(Work instructions) Extend the kube-dns checker write-up below, picking up right after its last docker build command.

=== Passage ===

Motivation

  • kube-dns is the most important component of a kubernetes cluster, therefore it needs to be working all time.

  • If there is a problem with either of the nodes, dns-pods, misconfigured network, or routing issues -> kube-dns service -> kube-dns pods you must know about it

  • trigger alerts based on error rate.

  • container:8080/metrics, already has prometheus annotaitons so will be scraped automatically

  • sum(rate(dns_query_fail_count[1m])) by (kubernetes_node,node_ip,job) / sum(rate(dns_query_total_count[1m])) by (kubernetes_node,node_ip,job) * 100 > 0

  • check kuberentes/alert.rules

How To

go run kube-dns-checker.go
go build kube-dns-checker.go

docker build -t kube-dns-checker .
docker run -p8080:8080 kube-dns-checker


docker build -t radut/kube-dns-checker .

=== Information given ===

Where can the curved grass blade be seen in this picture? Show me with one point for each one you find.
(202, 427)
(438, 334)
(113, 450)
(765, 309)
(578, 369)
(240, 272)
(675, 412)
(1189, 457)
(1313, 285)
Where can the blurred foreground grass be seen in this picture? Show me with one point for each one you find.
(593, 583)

===
=== Information given ===

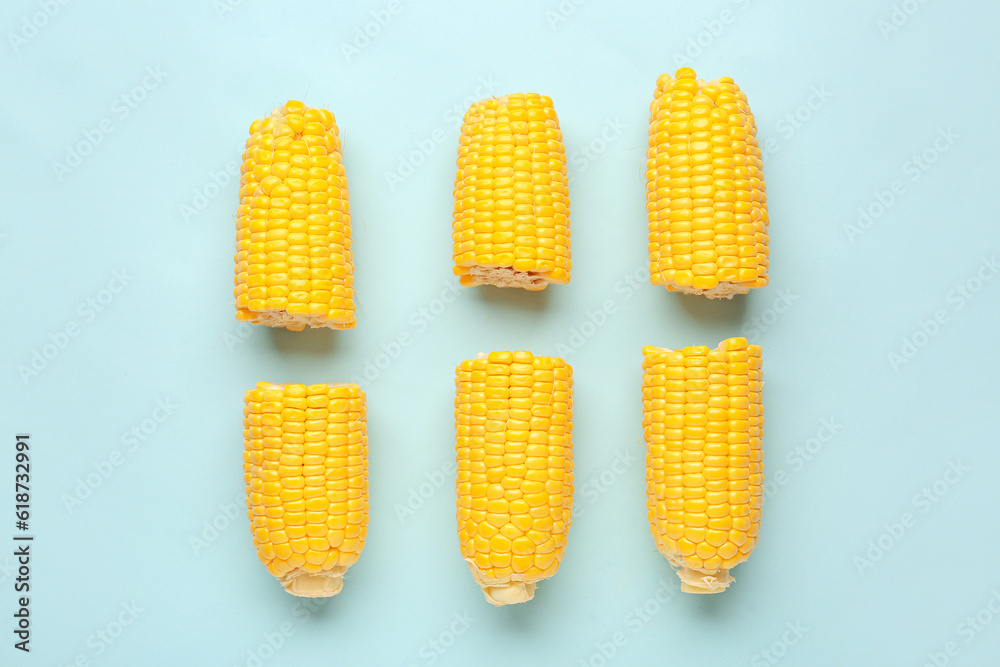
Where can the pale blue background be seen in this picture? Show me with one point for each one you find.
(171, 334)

===

(Expected answer)
docker push radut/kube-dns-checker

Environment Variables

`GO_RESOLVER`    boolean use internal GO resolver or DIG, default false (use dig)
`DOMAINS`        comma separated domains example "www.google.com,www.cloudflare.com", default value "www.google.com"
`NAMESERVERS`    comma separated servers which are being used to query example "DEFAULT,8.8.8.8", default values "DEFAULT", which interogates the server from /etc/resolv.conf.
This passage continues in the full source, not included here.